Requirement »
Render every line of the data below as a JSON list of strings, with one string per line and blank lines omitted.
##### Source data
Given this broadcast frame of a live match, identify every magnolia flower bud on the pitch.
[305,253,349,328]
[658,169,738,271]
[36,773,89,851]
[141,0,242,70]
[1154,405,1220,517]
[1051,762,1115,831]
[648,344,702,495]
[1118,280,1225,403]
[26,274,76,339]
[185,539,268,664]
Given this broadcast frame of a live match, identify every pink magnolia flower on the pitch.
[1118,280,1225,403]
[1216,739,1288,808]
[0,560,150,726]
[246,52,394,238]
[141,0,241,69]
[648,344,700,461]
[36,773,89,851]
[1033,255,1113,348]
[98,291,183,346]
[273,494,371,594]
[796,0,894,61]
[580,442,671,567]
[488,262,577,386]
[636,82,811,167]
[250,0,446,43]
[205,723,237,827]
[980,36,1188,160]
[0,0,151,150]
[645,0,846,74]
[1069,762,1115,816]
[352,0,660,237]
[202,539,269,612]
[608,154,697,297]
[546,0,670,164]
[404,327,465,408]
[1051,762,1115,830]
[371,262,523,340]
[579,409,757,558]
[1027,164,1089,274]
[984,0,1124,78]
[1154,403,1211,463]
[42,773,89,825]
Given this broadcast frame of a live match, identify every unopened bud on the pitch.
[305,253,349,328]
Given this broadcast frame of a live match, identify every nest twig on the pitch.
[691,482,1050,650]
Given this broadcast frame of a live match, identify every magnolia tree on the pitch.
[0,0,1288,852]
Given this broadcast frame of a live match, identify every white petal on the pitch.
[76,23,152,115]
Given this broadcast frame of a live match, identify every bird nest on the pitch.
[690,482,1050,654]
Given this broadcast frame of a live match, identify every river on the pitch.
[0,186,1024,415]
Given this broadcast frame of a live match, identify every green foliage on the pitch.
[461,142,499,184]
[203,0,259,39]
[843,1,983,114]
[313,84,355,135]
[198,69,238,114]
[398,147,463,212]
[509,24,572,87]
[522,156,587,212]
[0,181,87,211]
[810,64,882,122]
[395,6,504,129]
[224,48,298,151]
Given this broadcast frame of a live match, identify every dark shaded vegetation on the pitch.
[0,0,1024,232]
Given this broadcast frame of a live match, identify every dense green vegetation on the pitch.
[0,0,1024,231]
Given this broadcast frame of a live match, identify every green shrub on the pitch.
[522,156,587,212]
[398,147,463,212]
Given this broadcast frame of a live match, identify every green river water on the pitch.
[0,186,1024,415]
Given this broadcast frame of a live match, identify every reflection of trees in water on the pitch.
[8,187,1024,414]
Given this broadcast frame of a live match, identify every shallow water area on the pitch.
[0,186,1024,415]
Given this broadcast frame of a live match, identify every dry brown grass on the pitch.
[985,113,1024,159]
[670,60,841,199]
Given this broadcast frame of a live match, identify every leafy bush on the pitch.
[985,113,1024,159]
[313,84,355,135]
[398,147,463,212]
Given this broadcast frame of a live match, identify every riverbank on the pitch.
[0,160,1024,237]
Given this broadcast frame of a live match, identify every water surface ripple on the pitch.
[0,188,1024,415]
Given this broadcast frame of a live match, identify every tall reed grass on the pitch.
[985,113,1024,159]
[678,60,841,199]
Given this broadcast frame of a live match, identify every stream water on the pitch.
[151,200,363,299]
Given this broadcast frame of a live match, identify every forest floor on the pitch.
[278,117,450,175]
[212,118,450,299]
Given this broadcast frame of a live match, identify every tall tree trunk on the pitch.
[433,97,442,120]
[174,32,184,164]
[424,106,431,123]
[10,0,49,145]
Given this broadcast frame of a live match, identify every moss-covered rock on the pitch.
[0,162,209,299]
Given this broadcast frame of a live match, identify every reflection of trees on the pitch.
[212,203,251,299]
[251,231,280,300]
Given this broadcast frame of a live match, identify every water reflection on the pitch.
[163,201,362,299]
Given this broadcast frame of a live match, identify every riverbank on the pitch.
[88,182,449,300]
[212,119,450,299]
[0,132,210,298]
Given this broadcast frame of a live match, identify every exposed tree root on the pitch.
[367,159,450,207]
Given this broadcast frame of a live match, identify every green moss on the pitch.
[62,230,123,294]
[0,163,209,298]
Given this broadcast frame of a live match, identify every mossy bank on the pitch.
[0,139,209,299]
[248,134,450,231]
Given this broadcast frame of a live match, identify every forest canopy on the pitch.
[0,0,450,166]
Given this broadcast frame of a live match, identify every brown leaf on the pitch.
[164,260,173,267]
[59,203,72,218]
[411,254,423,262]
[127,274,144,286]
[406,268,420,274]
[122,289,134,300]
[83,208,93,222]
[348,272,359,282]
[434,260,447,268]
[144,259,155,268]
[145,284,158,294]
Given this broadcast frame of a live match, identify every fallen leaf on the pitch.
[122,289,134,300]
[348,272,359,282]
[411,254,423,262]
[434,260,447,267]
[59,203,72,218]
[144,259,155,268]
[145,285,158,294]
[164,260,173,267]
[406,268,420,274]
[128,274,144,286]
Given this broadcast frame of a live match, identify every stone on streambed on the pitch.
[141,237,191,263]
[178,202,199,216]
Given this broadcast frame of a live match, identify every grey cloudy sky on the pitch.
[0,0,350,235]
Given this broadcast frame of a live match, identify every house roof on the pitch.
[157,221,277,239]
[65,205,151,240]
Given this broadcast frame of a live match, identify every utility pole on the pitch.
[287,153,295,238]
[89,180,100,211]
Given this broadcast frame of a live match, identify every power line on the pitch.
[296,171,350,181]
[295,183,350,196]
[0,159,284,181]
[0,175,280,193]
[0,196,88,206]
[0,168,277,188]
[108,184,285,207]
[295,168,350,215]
##########
Expected output »
[
  "Given this broadcast frame of a live match, identify every magnolia flower bud on the pitch.",
  "[305,253,349,328]",
  "[658,169,738,271]",
  "[36,773,89,851]",
  "[141,0,242,70]",
  "[1154,405,1220,517]",
  "[1051,762,1115,831]",
  "[648,344,702,495]",
  "[1118,280,1225,403]",
  "[26,274,76,339]",
  "[185,539,268,664]",
  "Given this broadcast frame of a live match, identify every pink magnolia flower on the pitch.",
  "[1118,280,1225,403]",
  "[1216,739,1288,808]",
  "[0,560,150,726]",
  "[246,52,394,238]",
  "[141,0,241,69]",
  "[648,344,700,461]",
  "[36,773,89,851]",
  "[1033,255,1113,348]",
  "[98,291,183,346]",
  "[273,494,371,594]",
  "[796,0,894,61]",
  "[580,442,671,567]",
  "[488,262,577,386]",
  "[636,82,811,167]",
  "[250,0,446,43]",
  "[205,723,237,827]",
  "[980,36,1188,160]",
  "[0,0,151,150]",
  "[645,0,846,74]",
  "[1069,762,1115,816]",
  "[352,0,660,237]",
  "[202,539,269,612]",
  "[608,154,697,297]",
  "[546,0,670,164]",
  "[404,327,465,408]",
  "[1051,762,1115,830]",
  "[371,262,523,340]",
  "[579,409,757,558]",
  "[1027,164,1089,274]",
  "[984,0,1124,78]",
  "[1154,403,1211,463]",
  "[42,773,89,825]",
  "Given this broadcast frame of a live match, identify every unopened bud on the pitch.",
  "[305,253,349,328]",
  "Given this broadcast frame of a live match, identify every nest twig on the pitch.",
  "[691,482,1050,650]",
  "Given this broadcast frame of a live match, identify every magnolia tree on the pitch.",
  "[0,0,1288,852]",
  "Given this broadcast frame of a live match, identify every white petal on the pitch.",
  "[76,23,152,115]",
  "Given this broadcast frame of a live match, identify every bird nest on the pitch.",
  "[690,482,1050,654]",
  "Given this broadcast frame of a live match, identify every river on the pitch.",
  "[0,186,1024,415]",
  "Given this broadcast frame of a live match, identify every green foliage on the pitch.",
  "[461,142,499,184]",
  "[203,0,259,39]",
  "[843,1,983,114]",
  "[313,84,355,135]",
  "[198,69,238,114]",
  "[398,147,463,212]",
  "[509,24,572,87]",
  "[522,156,587,212]",
  "[0,181,87,211]",
  "[810,64,882,122]",
  "[395,6,504,129]",
  "[224,48,298,151]",
  "Given this broadcast frame of a live match, identify every dark shaded vegetation on the pitch.",
  "[0,0,1024,232]",
  "Given this broadcast frame of a live match, identify every dense green vegetation on the pitch.",
  "[0,0,1024,231]",
  "Given this broadcast frame of a live match, identify every green shrub on the pitch.",
  "[522,156,587,212]",
  "[398,147,463,212]",
  "Given this broadcast frame of a live match, identify every green river water on the pitch.",
  "[0,186,1024,415]",
  "Given this broadcast frame of a live match, identify every reflection of trees in water on the pitch.",
  "[8,187,1024,414]",
  "Given this broadcast frame of a live match, identify every shallow water area on the pitch.",
  "[0,186,1024,415]",
  "Given this broadcast frame of a live match, identify every dry brown grass on the pitch.",
  "[985,113,1024,159]",
  "[670,60,841,199]",
  "Given this broadcast frame of a live match, identify every leafy bush on the pitch.",
  "[985,113,1024,159]",
  "[313,84,355,135]",
  "[398,147,463,212]",
  "Given this broadcast frame of a live match, identify every riverbank on the pitch.",
  "[0,160,1024,237]",
  "Given this broadcast frame of a live match, identify every water surface ripple on the pitch.",
  "[0,188,1024,415]",
  "Given this broadcast frame of a live match, identify every tall reed grass on the pitch.",
  "[985,113,1024,159]",
  "[678,60,841,199]",
  "Given this broadcast frame of a live match, identify every stream water on the pitch.",
  "[151,200,363,299]",
  "Given this broadcast frame of a live match, identify every forest floor on the pitch.",
  "[278,117,450,175]",
  "[212,118,450,299]",
  "Given this broadcast frame of a live match, identify every tall tree trunk on the pitch.",
  "[433,97,442,120]",
  "[174,32,184,164]",
  "[424,106,431,123]",
  "[10,0,49,145]",
  "Given this broadcast frame of a live match, identify every moss-covered rock on the pitch.",
  "[0,162,209,299]",
  "Given this broadcast frame of a live match, identify every reflection of trees on the pitch.",
  "[212,203,251,299]",
  "[251,231,280,300]",
  "Given this broadcast frame of a live match, identify every water reflection on the pitch.",
  "[163,201,362,299]",
  "Given this broadcast frame of a live match, identify every riverbank on the pitch.",
  "[88,182,449,300]",
  "[212,119,450,299]",
  "[0,132,210,298]",
  "Given this broadcast frame of a live match, identify every exposed tree root on the pitch.",
  "[367,159,450,207]",
  "Given this broadcast frame of a live match, identify every green moss on the pitch.",
  "[62,230,123,294]",
  "[0,163,209,298]",
  "Given this broadcast frame of a live match, identify every mossy bank on the pitch.",
  "[0,139,209,299]",
  "[248,134,450,231]",
  "Given this broadcast frame of a live match, identify every forest canopy on the pitch.",
  "[0,0,450,166]",
  "Given this broadcast frame of a live match, identify every brown leaf on the pitch.",
  "[164,260,173,267]",
  "[59,203,72,218]",
  "[411,254,423,262]",
  "[127,274,144,286]",
  "[406,268,420,274]",
  "[122,289,134,300]",
  "[83,208,93,222]",
  "[348,272,359,282]",
  "[434,260,447,268]",
  "[144,259,155,268]",
  "[145,284,158,294]",
  "Given this broadcast frame of a live match, identify every fallen leaf on the pitch.",
  "[122,289,134,300]",
  "[348,272,359,282]",
  "[411,254,423,262]",
  "[434,260,447,267]",
  "[59,203,72,218]",
  "[144,259,155,268]",
  "[145,285,158,294]",
  "[164,260,173,267]",
  "[406,268,420,274]",
  "[128,274,144,286]",
  "Given this broadcast frame of a live match, identify every stone on streambed on the pitch.",
  "[141,237,191,263]",
  "[178,202,199,216]",
  "Given this broadcast frame of a live match, identify every grey cloudy sky on the pitch.",
  "[0,0,350,235]",
  "Given this broadcast frame of a live match, identify every house roof on the pitch.",
  "[157,221,277,239]",
  "[65,205,151,240]",
  "Given this broadcast frame of a live match, identify every utility pole on the pitch.",
  "[287,153,295,238]",
  "[89,180,100,211]",
  "Given this broadcast frame of a live match, identify every power line on the pitch.",
  "[296,171,350,181]",
  "[295,183,350,196]",
  "[0,159,284,181]",
  "[0,175,280,193]",
  "[0,196,88,206]",
  "[0,168,277,188]",
  "[108,184,285,207]",
  "[295,168,350,215]"
]